● **Written request**
Gather every line of the items below that contains the word "black", copying each one in full. Case counts, so match only lines where the capitalization is identical.

● **Records provided**
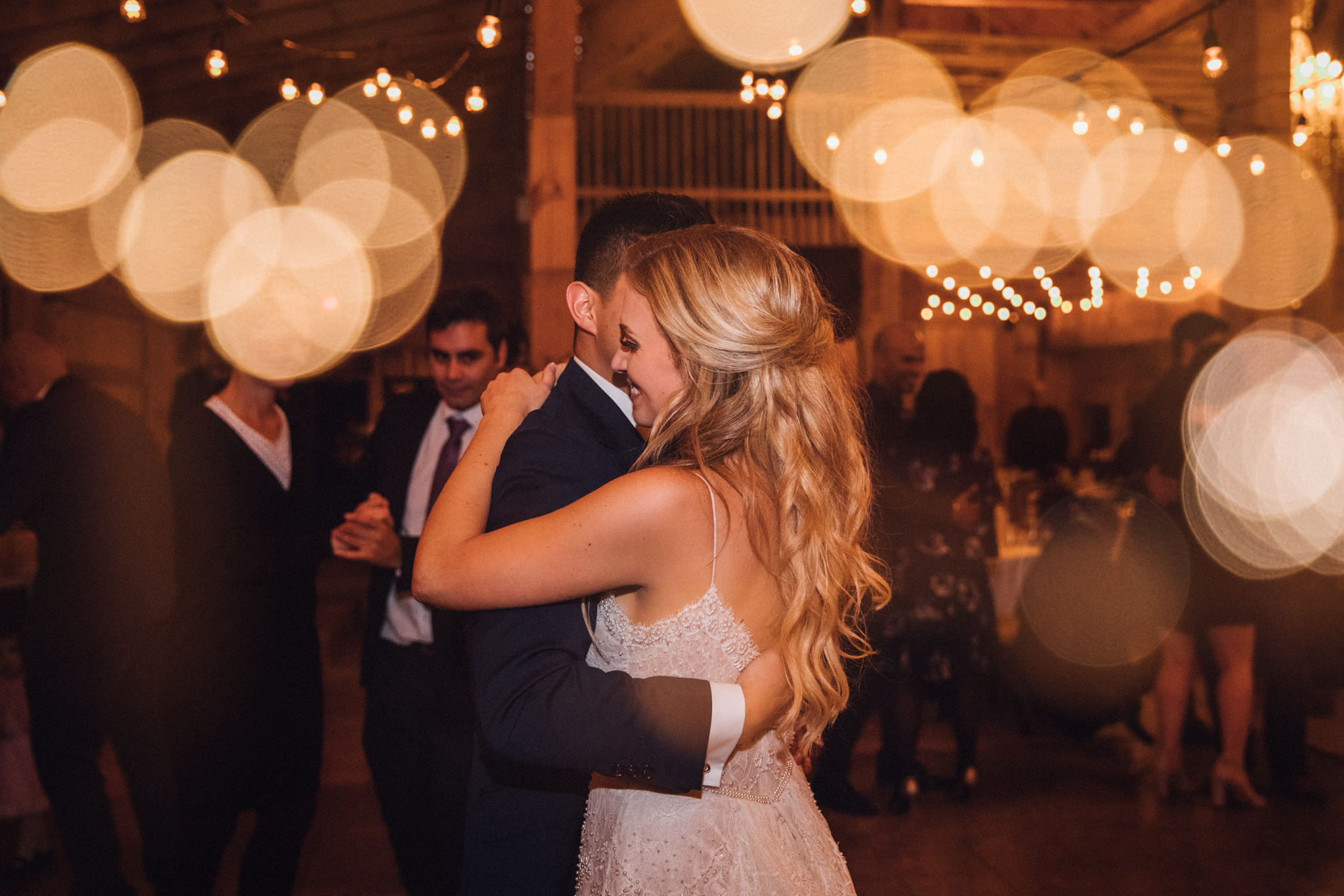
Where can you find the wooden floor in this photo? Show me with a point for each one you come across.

--

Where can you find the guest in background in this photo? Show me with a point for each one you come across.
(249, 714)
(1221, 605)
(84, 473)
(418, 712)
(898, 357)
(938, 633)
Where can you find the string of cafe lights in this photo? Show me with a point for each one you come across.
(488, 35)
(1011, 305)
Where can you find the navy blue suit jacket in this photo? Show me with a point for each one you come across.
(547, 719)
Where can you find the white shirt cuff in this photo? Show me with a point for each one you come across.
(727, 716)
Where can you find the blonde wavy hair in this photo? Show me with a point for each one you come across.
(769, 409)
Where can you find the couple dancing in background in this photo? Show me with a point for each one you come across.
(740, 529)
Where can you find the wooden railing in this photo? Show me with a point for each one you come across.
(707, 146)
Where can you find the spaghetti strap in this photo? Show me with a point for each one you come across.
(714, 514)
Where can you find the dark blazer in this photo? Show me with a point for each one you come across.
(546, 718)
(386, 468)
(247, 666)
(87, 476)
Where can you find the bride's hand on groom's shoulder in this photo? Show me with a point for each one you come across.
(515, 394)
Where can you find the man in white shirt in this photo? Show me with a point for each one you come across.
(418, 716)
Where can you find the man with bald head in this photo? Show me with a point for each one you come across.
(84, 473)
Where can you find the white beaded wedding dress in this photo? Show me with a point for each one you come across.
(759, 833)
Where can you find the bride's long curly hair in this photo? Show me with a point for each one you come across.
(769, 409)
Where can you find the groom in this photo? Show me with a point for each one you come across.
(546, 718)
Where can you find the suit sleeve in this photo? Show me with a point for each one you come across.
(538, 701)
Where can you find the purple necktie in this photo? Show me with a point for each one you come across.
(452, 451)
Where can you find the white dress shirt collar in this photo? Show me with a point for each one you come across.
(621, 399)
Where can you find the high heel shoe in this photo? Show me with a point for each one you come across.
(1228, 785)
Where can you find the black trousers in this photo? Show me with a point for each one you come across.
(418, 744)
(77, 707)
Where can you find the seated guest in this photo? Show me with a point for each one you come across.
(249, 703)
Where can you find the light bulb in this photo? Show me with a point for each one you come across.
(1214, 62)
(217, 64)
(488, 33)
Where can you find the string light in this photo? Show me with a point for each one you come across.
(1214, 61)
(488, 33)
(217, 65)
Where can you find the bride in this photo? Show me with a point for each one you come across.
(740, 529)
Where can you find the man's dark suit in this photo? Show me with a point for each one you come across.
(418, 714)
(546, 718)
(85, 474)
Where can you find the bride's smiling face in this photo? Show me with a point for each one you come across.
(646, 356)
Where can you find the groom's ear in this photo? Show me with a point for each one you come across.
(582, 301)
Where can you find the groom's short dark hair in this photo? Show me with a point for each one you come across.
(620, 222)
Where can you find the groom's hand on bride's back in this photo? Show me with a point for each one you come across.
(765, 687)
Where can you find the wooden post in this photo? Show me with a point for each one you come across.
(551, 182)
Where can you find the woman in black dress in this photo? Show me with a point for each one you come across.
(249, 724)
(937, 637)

* * *

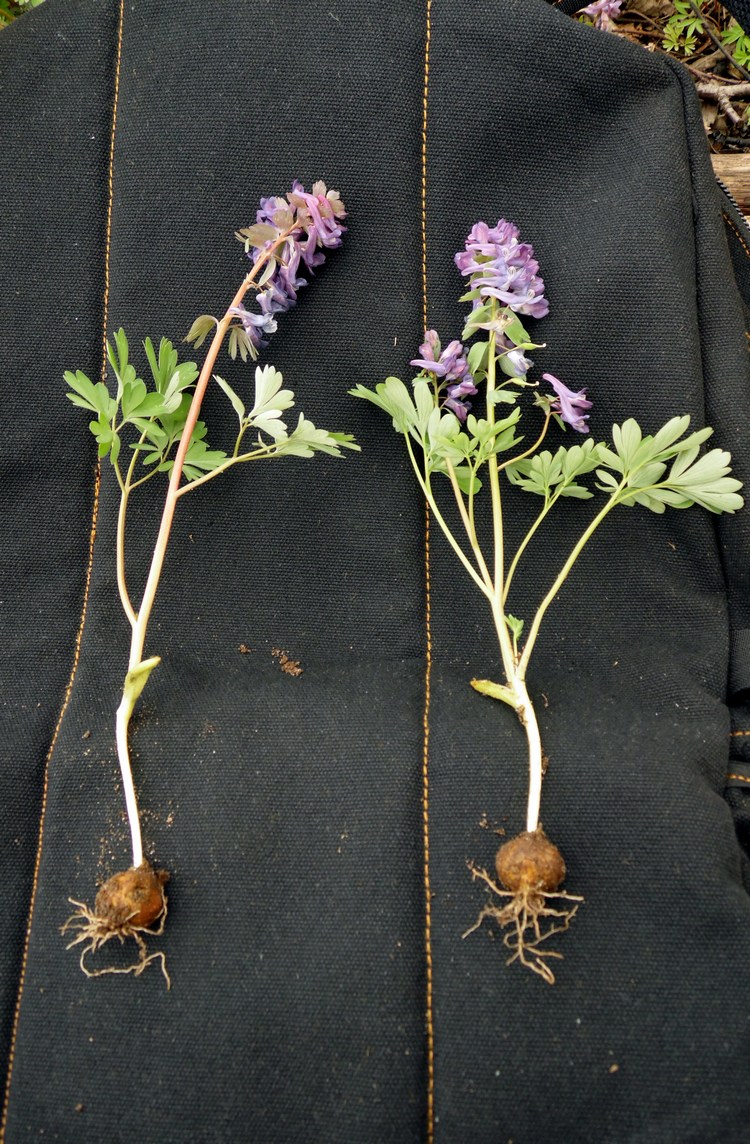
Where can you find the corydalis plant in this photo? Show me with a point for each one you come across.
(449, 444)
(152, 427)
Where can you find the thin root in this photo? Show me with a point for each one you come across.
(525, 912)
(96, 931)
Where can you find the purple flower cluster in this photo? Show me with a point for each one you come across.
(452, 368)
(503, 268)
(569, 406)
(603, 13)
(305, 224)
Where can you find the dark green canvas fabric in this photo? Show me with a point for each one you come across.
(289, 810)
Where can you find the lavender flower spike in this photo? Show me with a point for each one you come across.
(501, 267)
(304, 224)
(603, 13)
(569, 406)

● **Solution**
Where can you find the black trousers in this photo? Show me with a point for each one you come across.
Where can you find the woman in black dress in this photo? Show me with a point for each one you come across.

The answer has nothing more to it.